§ **Required tasks**:
(1) In the TensorBoard passage, reproduce the span between "We can also" and "we want to...", inclusive, with "stuff" renamed to "items".
(2) What kinds of content does the TensorBoard passage name as things we can add?
(3) According to the TensorBoard passage, what does acc.Tags() return?

§ **Passage**:
----------------------------------------

We can also add [images](https://pytorch.org/docs/stable/tensorboard.html#torch.utils.tensorboard.writer.SummaryWriter.add_image), [matplotlib figures](https://pytorch.org/docs/stable/tensorboard.html#torch.utils.tensorboard.writer.SummaryWriter.add_figure), [videos](https://pytorch.org/docs/stable/tensorboard.html#torch.utils.tensorboard.writer.SummaryWriter.add_video), [audio](https://pytorch.org/docs/stable/tensorboard.html#torch.utils.tensorboard.writer.SummaryWriter.add_audio), [text](https://pytorch.org/docs/stable/tensorboard.html#torch.utils.tensorboard.writer.SummaryWriter.add_text), [graph data](https://pytorch.org/docs/stable/tensorboard.html#torch.utils.tensorboard.writer.SummaryWriter.add_graph), and other stuff. Just because we can doesn't mean that we want to...


We can use the [event_accumulator](https://github.com/tensorflow/tensorboard/blob/master/tensorboard/backend/event_processing/event_accumulator.py) to retrieve the stored information.

* acc = event_accumulator.EventAccumulator(PATH)
* acc.Tags() : Return all tags found as a dictionary (e.g. acc.Tags()['scalars'] and acc.Tags()['histograms']).

----------------------------------------

§ **Source data**:

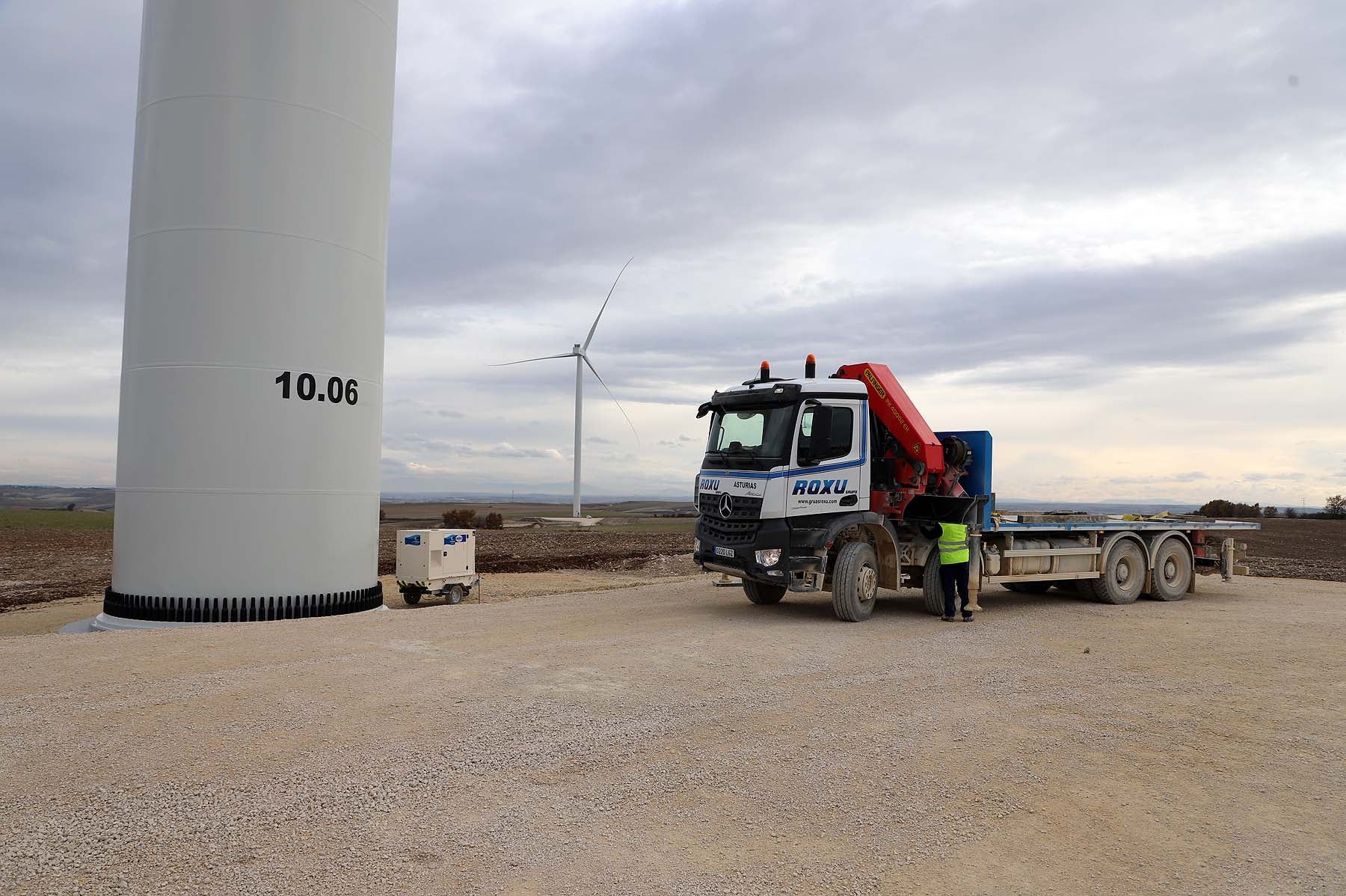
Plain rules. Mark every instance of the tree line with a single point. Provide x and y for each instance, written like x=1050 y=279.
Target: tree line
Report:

----------------------------------------

§ **Problem solutions**:
(1)
We can also add [images](https://pytorch.org/docs/stable/tensorboard.html#torch.utils.tensorboard.writer.SummaryWriter.add_image), [matplotlib figures](https://pytorch.org/docs/stable/tensorboard.html#torch.utils.tensorboard.writer.SummaryWriter.add_figure), [videos](https://pytorch.org/docs/stable/tensorboard.html#torch.utils.tensorboard.writer.SummaryWriter.add_video), [audio](https://pytorch.org/docs/stable/tensorboard.html#torch.utils.tensorboard.writer.SummaryWriter.add_audio), [text](https://pytorch.org/docs/stable/tensorboard.html#torch.utils.tensorboard.writer.SummaryWriter.add_text), [graph data](https://pytorch.org/docs/stable/tensorboard.html#torch.utils.tensorboard.writer.SummaryWriter.add_graph), and other items. Just because we can doesn't mean that we want to...

(2) Images, matplotlib figures, videos, audio, text, and graph data.

(3) All tags found, as a dictionary.